• Work to be completed
Pick out every line of the records that contains the string "apple", and copy each such line in full. Matching is case-sensitive.

-------- Provided data

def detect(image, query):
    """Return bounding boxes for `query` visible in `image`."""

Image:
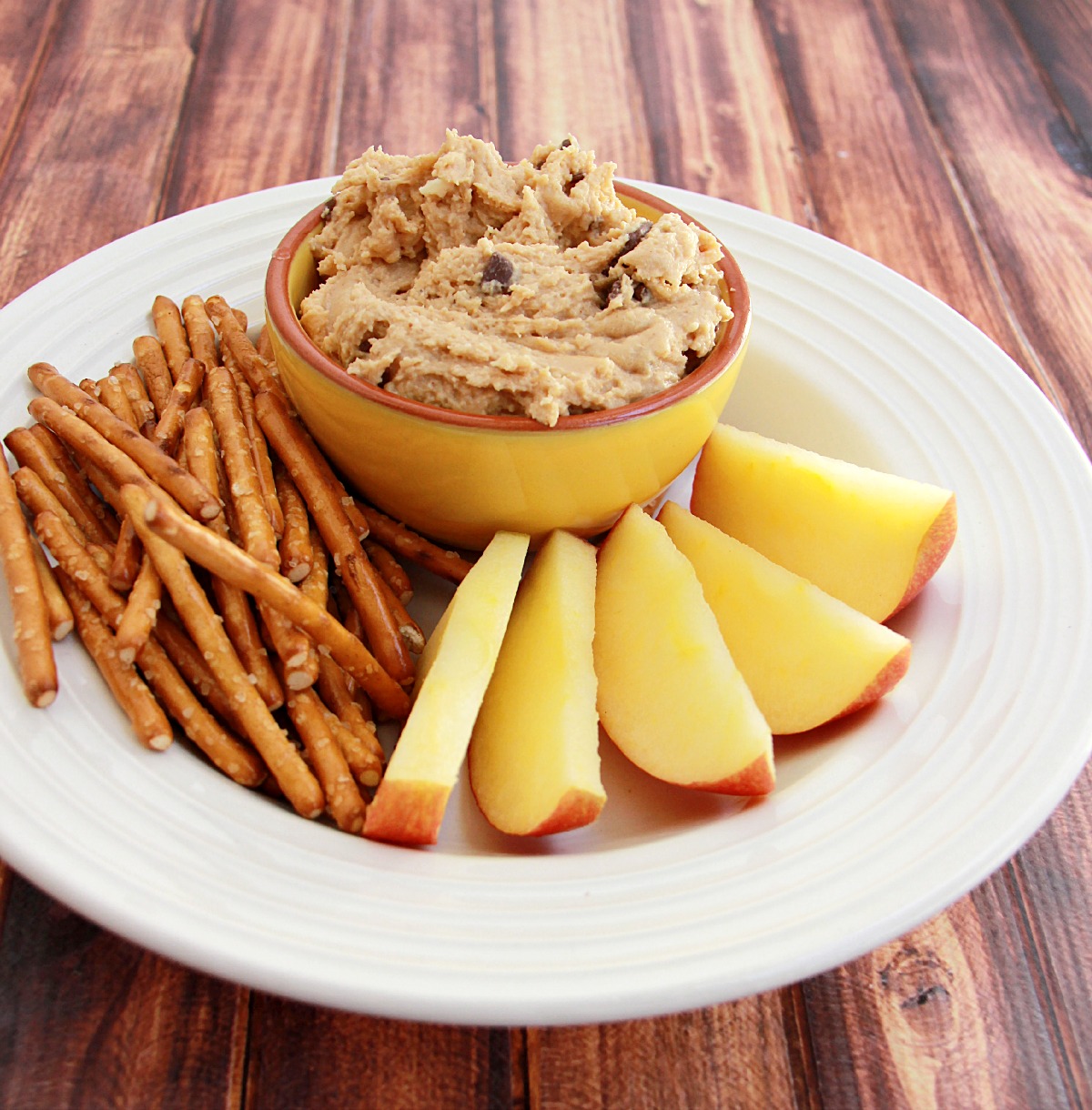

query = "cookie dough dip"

[299,131,732,426]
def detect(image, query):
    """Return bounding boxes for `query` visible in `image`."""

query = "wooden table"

[0,0,1092,1110]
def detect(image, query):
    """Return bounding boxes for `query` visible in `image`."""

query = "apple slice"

[691,424,956,621]
[659,501,910,733]
[364,531,528,844]
[593,505,774,795]
[467,531,607,836]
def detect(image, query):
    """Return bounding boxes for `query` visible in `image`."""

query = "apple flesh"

[593,505,774,795]
[364,531,528,844]
[659,501,910,733]
[691,424,956,621]
[467,531,606,836]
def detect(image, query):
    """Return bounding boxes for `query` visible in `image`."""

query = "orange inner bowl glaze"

[265,185,752,550]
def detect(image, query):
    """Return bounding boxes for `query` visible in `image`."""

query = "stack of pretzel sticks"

[0,296,470,832]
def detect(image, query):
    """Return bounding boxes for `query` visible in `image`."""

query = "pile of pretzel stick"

[0,296,470,833]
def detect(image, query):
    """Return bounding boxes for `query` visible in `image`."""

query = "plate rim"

[0,177,1092,1024]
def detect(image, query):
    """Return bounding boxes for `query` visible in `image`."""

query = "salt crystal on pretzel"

[0,452,57,710]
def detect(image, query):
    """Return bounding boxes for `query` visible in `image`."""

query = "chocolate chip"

[565,173,583,197]
[481,252,516,293]
[615,220,652,261]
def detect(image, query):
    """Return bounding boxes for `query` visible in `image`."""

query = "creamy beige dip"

[299,131,732,425]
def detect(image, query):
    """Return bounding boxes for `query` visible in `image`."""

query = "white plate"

[0,182,1092,1024]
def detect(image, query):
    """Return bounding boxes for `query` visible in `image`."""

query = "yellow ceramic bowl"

[265,185,752,549]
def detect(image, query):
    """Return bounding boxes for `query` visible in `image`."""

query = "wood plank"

[161,0,355,216]
[626,0,813,224]
[527,989,812,1110]
[804,882,1071,1110]
[1011,767,1092,1105]
[338,0,499,164]
[496,0,656,173]
[0,878,247,1110]
[0,0,59,166]
[1006,0,1092,147]
[758,0,1052,408]
[247,993,519,1110]
[892,0,1092,446]
[0,0,204,303]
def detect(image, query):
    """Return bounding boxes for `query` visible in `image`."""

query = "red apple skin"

[889,495,956,619]
[686,752,775,798]
[527,788,606,836]
[364,781,450,847]
[831,644,911,721]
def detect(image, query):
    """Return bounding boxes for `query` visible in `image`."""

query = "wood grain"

[1007,768,1092,1105]
[246,994,517,1110]
[892,0,1092,446]
[0,0,60,166]
[1007,0,1092,149]
[759,0,1030,399]
[0,0,203,303]
[0,0,1092,1110]
[626,0,813,223]
[338,0,497,163]
[160,0,349,216]
[495,0,655,173]
[527,990,814,1110]
[0,879,247,1110]
[804,870,1068,1110]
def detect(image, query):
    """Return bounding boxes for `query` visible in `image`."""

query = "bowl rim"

[265,181,752,432]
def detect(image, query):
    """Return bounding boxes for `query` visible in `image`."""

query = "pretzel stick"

[29,533,76,642]
[152,296,191,382]
[182,293,221,369]
[258,599,318,691]
[376,575,425,655]
[122,495,325,817]
[319,701,383,787]
[254,324,277,362]
[151,358,206,455]
[254,393,414,684]
[27,362,219,520]
[4,428,113,546]
[56,570,174,752]
[155,617,247,736]
[183,407,284,710]
[356,500,474,583]
[330,577,375,721]
[11,466,87,545]
[265,523,329,691]
[206,297,284,398]
[285,690,365,832]
[133,335,174,419]
[115,550,163,662]
[228,368,284,540]
[88,375,155,594]
[96,373,140,430]
[206,367,318,691]
[206,367,281,567]
[364,540,413,605]
[35,514,265,786]
[0,452,56,710]
[30,424,120,544]
[110,520,143,594]
[273,459,314,581]
[315,655,383,763]
[110,362,156,435]
[122,486,410,721]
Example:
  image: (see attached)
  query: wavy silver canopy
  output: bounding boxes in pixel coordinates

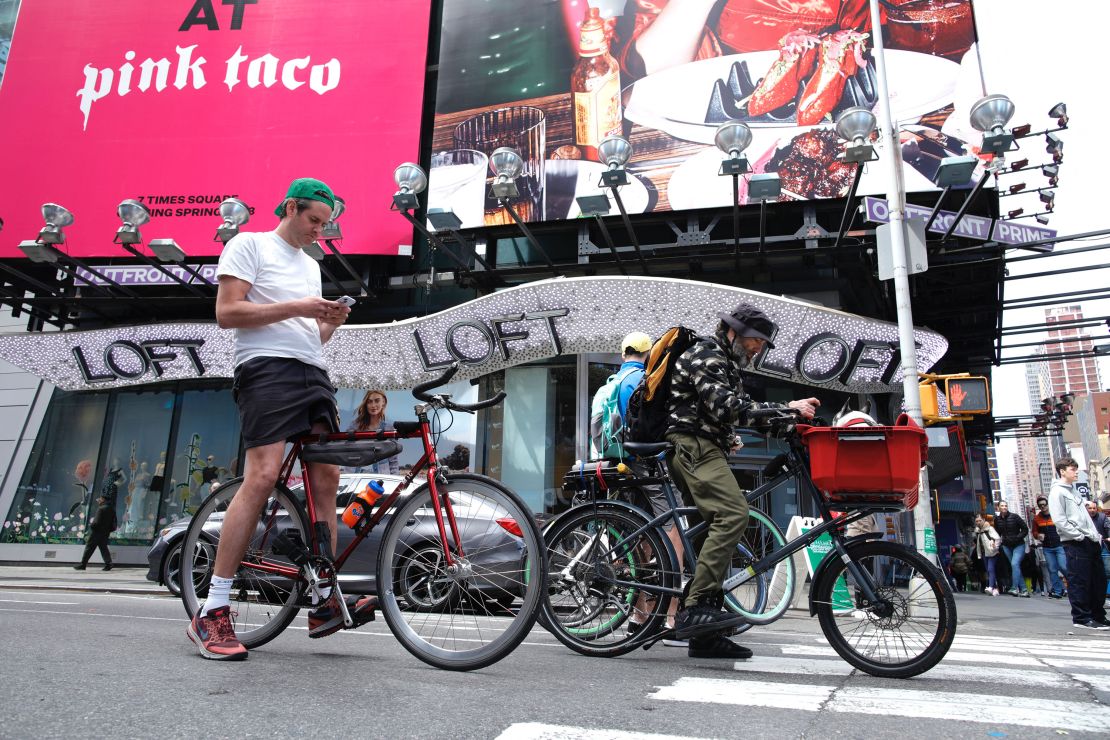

----------------

• Reply to the exercise
query = "apple slice"
query = "apple flesh"
query = "red apple skin"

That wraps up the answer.